(Referring expression pointing data)

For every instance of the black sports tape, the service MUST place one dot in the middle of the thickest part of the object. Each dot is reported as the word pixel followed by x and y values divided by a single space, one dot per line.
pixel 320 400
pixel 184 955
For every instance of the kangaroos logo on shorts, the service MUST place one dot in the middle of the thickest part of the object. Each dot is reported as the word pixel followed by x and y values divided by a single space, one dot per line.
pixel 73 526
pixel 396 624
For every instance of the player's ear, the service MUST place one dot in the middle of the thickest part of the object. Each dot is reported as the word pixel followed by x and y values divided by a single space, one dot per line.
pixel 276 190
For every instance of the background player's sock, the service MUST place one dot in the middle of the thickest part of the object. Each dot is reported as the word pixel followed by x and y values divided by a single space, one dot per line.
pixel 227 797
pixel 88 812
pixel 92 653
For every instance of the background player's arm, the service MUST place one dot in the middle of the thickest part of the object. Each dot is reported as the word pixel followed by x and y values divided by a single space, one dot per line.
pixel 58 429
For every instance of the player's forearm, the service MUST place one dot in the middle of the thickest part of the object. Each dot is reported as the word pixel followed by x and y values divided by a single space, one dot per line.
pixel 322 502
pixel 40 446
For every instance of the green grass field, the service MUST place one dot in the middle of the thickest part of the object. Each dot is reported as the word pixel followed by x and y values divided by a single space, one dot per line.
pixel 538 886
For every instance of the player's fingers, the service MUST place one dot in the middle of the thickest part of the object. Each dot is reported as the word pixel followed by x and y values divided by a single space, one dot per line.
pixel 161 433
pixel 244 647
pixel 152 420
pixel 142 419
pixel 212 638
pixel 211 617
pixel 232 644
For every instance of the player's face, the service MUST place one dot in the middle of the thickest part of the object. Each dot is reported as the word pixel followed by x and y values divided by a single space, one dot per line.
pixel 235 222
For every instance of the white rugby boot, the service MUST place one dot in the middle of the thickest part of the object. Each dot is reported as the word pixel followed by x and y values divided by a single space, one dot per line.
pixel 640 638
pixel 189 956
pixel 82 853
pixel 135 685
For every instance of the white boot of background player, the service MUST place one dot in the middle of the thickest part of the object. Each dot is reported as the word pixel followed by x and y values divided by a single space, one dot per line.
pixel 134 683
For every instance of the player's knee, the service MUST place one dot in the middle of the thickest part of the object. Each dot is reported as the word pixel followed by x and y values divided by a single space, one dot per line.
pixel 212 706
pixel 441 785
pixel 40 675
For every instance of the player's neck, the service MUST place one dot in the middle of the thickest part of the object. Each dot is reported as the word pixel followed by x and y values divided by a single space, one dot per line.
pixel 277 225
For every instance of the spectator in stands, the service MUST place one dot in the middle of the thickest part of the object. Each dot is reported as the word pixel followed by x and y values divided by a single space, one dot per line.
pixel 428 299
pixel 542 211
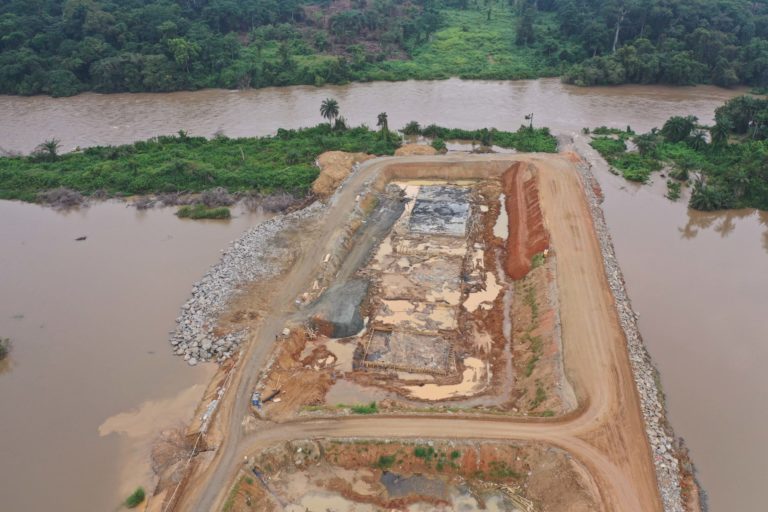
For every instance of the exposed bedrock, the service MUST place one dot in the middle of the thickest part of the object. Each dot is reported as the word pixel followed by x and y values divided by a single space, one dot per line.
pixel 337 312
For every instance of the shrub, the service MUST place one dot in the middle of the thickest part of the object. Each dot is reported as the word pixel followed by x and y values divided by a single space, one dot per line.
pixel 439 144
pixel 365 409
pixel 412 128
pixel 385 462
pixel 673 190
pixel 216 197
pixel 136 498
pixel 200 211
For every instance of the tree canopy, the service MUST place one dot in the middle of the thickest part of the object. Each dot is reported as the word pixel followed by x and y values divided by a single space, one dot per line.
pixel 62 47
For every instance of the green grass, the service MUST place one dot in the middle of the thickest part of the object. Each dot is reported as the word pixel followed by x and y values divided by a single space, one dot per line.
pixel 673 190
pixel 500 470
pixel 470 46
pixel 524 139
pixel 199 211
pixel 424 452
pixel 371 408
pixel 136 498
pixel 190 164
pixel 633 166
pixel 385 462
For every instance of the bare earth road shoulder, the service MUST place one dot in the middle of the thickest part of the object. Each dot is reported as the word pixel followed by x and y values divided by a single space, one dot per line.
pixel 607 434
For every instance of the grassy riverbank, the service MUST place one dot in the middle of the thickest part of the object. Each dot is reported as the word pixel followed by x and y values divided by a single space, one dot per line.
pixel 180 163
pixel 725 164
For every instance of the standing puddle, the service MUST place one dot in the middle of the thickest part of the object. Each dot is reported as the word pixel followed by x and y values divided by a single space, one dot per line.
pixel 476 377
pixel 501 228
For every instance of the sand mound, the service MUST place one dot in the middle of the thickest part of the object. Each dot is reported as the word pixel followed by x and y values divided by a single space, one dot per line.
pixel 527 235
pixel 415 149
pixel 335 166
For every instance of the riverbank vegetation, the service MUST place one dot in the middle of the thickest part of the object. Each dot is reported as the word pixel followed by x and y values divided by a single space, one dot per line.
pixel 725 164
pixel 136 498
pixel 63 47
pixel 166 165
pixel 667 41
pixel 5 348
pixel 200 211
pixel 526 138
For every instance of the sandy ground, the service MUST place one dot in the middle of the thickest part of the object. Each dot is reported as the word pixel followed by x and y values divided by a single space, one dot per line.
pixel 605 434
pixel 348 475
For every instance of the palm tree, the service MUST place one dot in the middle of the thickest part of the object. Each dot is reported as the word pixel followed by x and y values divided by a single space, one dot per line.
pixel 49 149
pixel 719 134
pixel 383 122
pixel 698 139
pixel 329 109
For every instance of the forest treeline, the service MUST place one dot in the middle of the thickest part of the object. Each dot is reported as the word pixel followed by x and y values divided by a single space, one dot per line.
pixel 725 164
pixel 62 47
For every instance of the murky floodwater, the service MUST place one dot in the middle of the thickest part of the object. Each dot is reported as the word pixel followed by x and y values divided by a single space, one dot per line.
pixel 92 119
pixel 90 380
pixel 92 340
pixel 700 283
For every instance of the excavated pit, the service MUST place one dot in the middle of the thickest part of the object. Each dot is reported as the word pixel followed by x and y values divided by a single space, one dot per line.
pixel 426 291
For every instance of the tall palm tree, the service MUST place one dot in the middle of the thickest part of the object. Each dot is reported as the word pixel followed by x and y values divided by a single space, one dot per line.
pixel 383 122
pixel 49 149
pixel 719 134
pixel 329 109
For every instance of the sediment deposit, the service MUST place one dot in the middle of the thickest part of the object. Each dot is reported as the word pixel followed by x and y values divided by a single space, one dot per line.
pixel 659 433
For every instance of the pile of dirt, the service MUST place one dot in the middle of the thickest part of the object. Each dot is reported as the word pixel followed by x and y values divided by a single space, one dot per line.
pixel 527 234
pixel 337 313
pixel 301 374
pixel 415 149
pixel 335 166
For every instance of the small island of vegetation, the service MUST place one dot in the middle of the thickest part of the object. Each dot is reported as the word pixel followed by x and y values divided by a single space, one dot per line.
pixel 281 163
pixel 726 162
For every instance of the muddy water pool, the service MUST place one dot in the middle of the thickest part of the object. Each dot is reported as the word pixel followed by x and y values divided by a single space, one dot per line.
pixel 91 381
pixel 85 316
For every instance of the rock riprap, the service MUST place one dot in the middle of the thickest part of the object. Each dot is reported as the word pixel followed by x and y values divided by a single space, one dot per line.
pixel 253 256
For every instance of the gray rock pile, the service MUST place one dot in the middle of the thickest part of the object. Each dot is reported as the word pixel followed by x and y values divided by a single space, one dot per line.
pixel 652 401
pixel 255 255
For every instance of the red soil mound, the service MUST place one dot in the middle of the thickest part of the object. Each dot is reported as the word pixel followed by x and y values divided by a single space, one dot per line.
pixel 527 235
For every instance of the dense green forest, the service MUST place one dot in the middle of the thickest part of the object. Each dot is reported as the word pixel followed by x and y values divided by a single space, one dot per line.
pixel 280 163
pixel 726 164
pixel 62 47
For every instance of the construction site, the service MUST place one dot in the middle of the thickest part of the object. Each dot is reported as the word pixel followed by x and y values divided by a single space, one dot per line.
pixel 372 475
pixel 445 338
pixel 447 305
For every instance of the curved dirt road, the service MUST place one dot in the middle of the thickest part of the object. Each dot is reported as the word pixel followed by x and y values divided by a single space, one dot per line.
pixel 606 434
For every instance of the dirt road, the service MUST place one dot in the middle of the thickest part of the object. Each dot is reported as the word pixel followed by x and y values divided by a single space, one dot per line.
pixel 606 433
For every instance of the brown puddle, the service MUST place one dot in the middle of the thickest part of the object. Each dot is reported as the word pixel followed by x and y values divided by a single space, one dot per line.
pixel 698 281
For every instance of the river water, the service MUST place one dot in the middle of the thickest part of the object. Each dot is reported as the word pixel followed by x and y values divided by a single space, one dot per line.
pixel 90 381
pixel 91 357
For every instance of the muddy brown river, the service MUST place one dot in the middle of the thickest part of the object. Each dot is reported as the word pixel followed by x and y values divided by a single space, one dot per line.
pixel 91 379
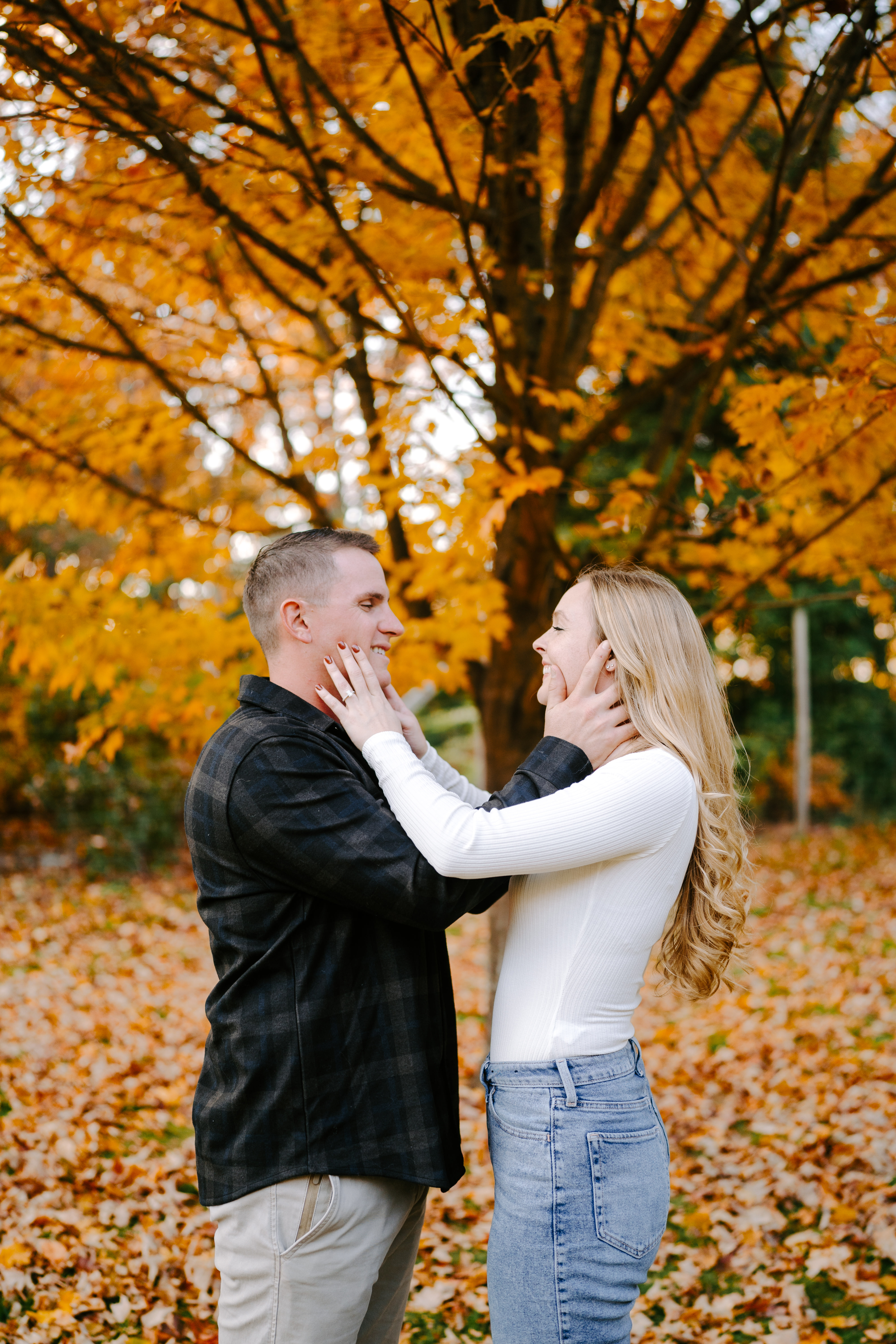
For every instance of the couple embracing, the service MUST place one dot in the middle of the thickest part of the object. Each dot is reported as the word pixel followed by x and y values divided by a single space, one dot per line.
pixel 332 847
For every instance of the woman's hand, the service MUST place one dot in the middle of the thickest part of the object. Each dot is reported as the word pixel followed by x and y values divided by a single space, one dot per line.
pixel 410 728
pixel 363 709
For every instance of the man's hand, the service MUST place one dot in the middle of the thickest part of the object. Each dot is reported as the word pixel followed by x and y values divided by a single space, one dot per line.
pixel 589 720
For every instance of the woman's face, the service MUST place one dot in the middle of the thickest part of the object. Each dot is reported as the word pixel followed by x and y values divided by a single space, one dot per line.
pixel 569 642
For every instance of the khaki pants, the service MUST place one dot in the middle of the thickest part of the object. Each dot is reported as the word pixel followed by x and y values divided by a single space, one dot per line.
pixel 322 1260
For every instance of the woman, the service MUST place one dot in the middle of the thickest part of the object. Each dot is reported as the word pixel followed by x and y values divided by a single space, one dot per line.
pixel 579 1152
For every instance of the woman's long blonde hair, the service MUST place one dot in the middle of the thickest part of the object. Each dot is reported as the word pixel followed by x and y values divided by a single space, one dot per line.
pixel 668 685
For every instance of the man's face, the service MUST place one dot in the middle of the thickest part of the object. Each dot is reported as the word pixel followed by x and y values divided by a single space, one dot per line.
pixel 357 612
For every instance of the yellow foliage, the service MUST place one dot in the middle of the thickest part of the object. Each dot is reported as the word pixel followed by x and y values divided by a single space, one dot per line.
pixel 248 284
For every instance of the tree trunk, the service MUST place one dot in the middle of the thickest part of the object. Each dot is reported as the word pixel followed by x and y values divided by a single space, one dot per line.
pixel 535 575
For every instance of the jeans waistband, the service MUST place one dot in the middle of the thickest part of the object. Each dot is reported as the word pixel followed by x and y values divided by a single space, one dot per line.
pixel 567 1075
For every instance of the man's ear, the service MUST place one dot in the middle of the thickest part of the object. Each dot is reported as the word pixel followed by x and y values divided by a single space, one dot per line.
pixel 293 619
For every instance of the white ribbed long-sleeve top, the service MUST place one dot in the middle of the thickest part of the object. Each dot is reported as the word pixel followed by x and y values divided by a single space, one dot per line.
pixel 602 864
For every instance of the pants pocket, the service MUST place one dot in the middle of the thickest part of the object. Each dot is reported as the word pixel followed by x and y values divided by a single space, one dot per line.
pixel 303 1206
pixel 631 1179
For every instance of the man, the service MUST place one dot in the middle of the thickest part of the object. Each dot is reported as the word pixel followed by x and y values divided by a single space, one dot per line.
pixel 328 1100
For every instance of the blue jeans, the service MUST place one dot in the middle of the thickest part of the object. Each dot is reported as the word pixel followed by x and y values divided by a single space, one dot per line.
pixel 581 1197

Exercise requirements:
Return, exactly as written, only those lines that run from the one with "For every instance of the white ribbed" to the last line of the data, both of those lines included.

Exercise solution:
For every instance of the white ribbed long-sleeve top, the service MUST place one dot in the middle of the thickest part of the object. Each dot is reported as the word pixel followed by x and y values divided by a single space, one dot per line.
pixel 602 864
For every instance of the pants pocket, the service MUST place one dot in the middle of the thickest part of the object. Each dot is reported as the word pixel followed by x and y values divided by a single space, one dot per line.
pixel 303 1206
pixel 631 1179
For every instance of the man, the service MUST place one dot in the middle of the thickest part of the object. Each dot is reported as the word pixel followed by x and y values divided by a single space, one dot per line.
pixel 328 1100
For every instance of the blue jeans, the service MUST place one dot in the middle of the thickest part of the object. Each dot is reported as the word pixel followed by x and y values divided by a single space, one dot per line.
pixel 581 1197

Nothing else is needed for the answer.